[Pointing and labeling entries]
▬▬▬▬▬▬▬▬▬▬

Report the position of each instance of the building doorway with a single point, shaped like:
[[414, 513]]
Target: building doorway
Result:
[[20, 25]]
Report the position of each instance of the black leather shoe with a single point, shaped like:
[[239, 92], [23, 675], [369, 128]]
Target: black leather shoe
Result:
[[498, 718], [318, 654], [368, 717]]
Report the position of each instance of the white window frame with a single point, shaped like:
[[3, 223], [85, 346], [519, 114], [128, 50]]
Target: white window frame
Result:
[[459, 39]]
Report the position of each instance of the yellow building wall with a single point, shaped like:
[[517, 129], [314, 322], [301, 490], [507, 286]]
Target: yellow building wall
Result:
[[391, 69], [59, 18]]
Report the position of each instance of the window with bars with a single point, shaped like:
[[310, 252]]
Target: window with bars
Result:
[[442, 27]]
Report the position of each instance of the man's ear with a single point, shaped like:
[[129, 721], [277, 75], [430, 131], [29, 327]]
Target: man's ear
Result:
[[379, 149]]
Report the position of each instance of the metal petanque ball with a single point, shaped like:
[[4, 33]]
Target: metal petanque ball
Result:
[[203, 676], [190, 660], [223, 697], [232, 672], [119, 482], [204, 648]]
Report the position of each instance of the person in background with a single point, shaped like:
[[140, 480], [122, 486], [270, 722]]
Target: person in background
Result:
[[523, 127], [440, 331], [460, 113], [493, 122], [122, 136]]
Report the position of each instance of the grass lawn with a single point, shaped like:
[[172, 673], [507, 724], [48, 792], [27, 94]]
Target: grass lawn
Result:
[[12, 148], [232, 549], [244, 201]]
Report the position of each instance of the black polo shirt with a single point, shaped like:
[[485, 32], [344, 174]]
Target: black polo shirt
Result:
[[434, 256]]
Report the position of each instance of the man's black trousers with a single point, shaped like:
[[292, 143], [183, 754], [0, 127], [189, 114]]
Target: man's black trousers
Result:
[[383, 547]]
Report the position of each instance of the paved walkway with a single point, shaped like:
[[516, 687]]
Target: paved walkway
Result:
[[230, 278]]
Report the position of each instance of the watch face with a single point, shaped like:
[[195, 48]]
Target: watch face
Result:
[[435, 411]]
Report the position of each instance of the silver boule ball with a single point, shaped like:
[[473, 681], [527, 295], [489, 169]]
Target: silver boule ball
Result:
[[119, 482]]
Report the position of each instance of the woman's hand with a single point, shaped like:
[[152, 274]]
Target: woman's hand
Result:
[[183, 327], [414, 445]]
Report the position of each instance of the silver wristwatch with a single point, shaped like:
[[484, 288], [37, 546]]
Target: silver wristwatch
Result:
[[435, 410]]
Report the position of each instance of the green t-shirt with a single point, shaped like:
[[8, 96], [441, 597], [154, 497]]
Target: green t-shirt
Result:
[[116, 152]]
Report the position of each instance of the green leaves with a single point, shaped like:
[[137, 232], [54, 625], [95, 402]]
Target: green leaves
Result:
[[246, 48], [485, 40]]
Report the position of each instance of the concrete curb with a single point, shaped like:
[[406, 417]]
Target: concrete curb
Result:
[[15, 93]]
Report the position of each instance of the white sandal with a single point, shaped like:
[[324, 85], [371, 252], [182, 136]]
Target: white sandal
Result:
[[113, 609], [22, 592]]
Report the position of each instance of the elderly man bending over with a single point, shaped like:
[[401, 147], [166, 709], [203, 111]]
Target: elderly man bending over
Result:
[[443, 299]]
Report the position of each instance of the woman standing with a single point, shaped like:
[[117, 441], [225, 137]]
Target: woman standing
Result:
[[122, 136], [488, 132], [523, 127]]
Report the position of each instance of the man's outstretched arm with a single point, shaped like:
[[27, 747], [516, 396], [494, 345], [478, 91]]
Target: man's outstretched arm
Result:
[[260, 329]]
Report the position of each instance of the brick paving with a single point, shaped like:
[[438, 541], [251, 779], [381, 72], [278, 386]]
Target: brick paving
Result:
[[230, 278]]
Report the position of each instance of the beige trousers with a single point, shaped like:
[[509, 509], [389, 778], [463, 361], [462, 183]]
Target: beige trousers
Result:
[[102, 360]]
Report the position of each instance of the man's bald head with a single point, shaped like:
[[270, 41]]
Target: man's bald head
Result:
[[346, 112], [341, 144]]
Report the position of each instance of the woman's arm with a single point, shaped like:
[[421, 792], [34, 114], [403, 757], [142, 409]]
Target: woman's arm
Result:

▬▬▬▬▬▬▬▬▬▬

THE TASK:
Your answer should consist only of the lines from the one with "Report the position of each instance of the green leaves" through the end of the data above, reproduced exactly.

REPLY:
Report the position of each instance of the green leaves with a single point, shaped like:
[[137, 232], [54, 625], [95, 402]]
Target: green leaves
Result:
[[246, 48], [485, 40]]
Report the position of each instance of the concrete curb with a single point, shaped like:
[[406, 417]]
Target: concrete curb
Result:
[[15, 93]]
Report the position of each instance of the white sandal with a single point, shaped like:
[[324, 85], [371, 252], [182, 136]]
Target: white sandal
Result:
[[113, 609], [22, 592]]
Report the position of each instance of the elderly man bending over with a single point, shaped like:
[[401, 147], [166, 709], [203, 111]]
Target: elderly man bending over
Result:
[[443, 299]]
Report the position of each instance of the woman standing with a single point, shaped like:
[[117, 441], [225, 137]]
Target: woman standing
Result:
[[122, 136], [488, 132], [523, 127]]
Report the position of each instance of the man's outstretched arm with a single point, shaped like:
[[27, 747], [516, 396], [494, 345], [478, 91]]
Target: man's outstretched arm
Result:
[[260, 329]]
Report the position of each instance of the brick paving with a single point, shaped like:
[[438, 541], [251, 779], [381, 72], [278, 386]]
Target: brick paving
Result:
[[230, 278]]
Report the position of each instance of the beige trousers with a single point, shaped like:
[[509, 509], [389, 778], [463, 361], [462, 183]]
Target: beige trousers
Result:
[[102, 360]]
Report the position of each instance of the man's bald head with a single point, shaped like:
[[270, 41]]
Target: man's bald head
Result:
[[346, 112], [341, 144]]
Report the position of each instance of the woman's arm with a single point, shaped like:
[[421, 792], [34, 114], [403, 757], [142, 409]]
Target: woman's arm
Result:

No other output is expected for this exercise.